● **DIRECTION**
Render the stretch of the records from the line containing "the blurred foliage" through the line containing "x=462, y=359" as a JSON list of strings, one per line, with blank lines omitted.

---

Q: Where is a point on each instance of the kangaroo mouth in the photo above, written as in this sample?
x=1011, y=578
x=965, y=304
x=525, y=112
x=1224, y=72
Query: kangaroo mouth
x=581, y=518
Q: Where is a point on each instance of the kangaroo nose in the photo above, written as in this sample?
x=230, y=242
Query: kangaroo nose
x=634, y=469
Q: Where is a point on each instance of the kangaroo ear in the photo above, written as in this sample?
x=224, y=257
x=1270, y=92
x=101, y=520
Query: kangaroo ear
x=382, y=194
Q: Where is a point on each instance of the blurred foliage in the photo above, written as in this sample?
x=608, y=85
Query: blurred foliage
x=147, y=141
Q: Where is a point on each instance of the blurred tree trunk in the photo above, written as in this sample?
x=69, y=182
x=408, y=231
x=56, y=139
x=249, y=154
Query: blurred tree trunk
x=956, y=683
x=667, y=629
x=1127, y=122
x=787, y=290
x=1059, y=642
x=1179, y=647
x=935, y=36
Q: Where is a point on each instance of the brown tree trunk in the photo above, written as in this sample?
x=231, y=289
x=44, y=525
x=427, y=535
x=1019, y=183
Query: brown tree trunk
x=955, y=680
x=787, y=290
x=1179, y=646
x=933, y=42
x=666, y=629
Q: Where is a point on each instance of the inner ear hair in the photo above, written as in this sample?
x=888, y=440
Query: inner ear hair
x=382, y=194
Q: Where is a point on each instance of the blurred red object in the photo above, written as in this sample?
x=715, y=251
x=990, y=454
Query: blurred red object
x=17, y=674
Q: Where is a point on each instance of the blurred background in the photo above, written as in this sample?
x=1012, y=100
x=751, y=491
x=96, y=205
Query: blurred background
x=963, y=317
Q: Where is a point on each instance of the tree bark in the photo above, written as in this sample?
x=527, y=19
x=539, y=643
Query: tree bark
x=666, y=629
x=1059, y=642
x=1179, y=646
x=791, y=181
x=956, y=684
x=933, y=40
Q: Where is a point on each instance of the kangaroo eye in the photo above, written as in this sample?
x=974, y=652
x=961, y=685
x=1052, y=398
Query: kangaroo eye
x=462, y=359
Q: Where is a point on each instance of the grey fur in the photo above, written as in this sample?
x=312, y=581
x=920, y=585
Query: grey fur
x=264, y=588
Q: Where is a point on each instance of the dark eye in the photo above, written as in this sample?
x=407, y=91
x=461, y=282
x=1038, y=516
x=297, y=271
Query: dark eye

---

● **FULL OUTPUT**
[
  "Q: Where is a point on each instance of the blurred foliage in the photo above, written as in this sample?",
  "x=608, y=85",
  "Query: blurred foliage",
  "x=147, y=141",
  "Q: Where is a point on each instance of the blurred tree trunk in the photo above, written as in this sample?",
  "x=69, y=182",
  "x=408, y=231",
  "x=56, y=139",
  "x=249, y=154",
  "Query: blurred tree trunk",
  "x=956, y=683",
  "x=667, y=629",
  "x=1127, y=122",
  "x=787, y=290",
  "x=1059, y=642",
  "x=1179, y=647",
  "x=935, y=36",
  "Q: Where is a point on each instance of the brown tree trunk in the photo above, written as in this sample?",
  "x=231, y=289",
  "x=44, y=525",
  "x=427, y=535",
  "x=1019, y=183",
  "Query: brown tree trunk",
  "x=955, y=680",
  "x=787, y=290",
  "x=1179, y=646",
  "x=933, y=42",
  "x=666, y=629",
  "Q: Where is a point on each instance of the inner ear hair in the photo above, written as in this sample?",
  "x=888, y=440",
  "Query: inner ear hair",
  "x=382, y=194",
  "Q: Where is a point on each instance of the blurred red object in the photo above, written as in this sample?",
  "x=715, y=251",
  "x=990, y=454",
  "Query: blurred red object",
  "x=17, y=674",
  "Q: Where is a point on each instance of the blurred background in the photo above, written as in this sample?",
  "x=1012, y=100",
  "x=751, y=491",
  "x=96, y=205",
  "Query: blurred background",
  "x=963, y=317",
  "Q: Where is a point on each instance of the tree bark in the photo above, written as in this sample?",
  "x=527, y=19",
  "x=539, y=643",
  "Query: tree bark",
  "x=666, y=629",
  "x=1059, y=642",
  "x=1179, y=646",
  "x=791, y=181",
  "x=956, y=684",
  "x=933, y=40",
  "Q: Where is a point on each instance of the kangaroo eye in the photo above, written as in this sample?",
  "x=974, y=652",
  "x=961, y=685",
  "x=1052, y=398",
  "Query: kangaroo eye",
  "x=462, y=359"
]